Every line from the one with "Given the photo above, point to the window" to the end of the data needs to be copied exactly, and no line before it.
==*==
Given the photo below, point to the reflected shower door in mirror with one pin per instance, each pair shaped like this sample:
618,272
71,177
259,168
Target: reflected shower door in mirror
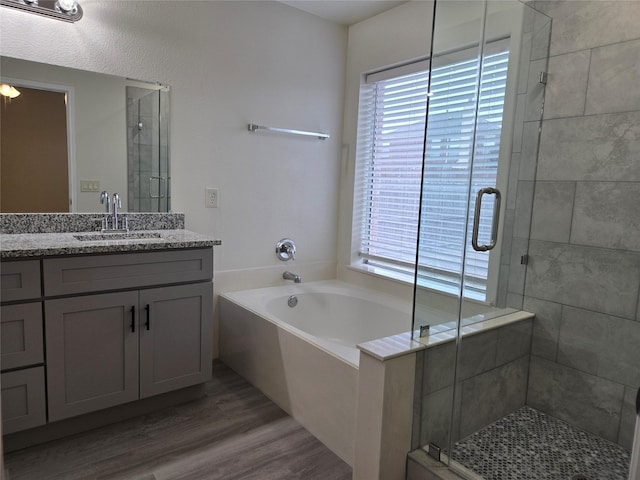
99,141
484,111
148,149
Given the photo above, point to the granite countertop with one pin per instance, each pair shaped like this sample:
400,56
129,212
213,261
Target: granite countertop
49,244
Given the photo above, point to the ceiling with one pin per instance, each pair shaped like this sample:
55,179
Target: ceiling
345,12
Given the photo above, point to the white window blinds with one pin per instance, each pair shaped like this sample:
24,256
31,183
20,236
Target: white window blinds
390,155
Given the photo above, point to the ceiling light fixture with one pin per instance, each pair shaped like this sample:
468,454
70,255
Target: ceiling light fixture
65,10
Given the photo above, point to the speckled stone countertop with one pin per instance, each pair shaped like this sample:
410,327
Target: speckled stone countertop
22,245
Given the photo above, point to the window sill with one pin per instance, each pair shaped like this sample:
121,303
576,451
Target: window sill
407,279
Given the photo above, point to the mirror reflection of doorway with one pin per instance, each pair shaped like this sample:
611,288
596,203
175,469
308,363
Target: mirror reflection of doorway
33,127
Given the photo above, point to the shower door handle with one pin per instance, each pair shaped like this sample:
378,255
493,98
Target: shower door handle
476,219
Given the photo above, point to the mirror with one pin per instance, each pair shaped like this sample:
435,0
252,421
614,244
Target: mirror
106,132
==*==
RESPONSE BELOW —
Given the photo above, point to the window sill with one pin per instance, each pair shaped like this sample:
121,303
576,451
Target: window sill
407,279
Given the photo above, point to the mirror reflection of doorway with one pin per instance, each pair shaped like this sample:
611,288
596,203
175,469
308,363
Target: mirror reflection of doorway
33,127
Given the photo above, point to the shower door handle with one pin per instance, each pair shaped like this sample:
378,255
493,98
Target: shower door handle
476,219
Given the photo above, point to the mirror with one pin per instance, each pair shaped like this sample:
435,0
252,421
614,244
Target: mirror
106,132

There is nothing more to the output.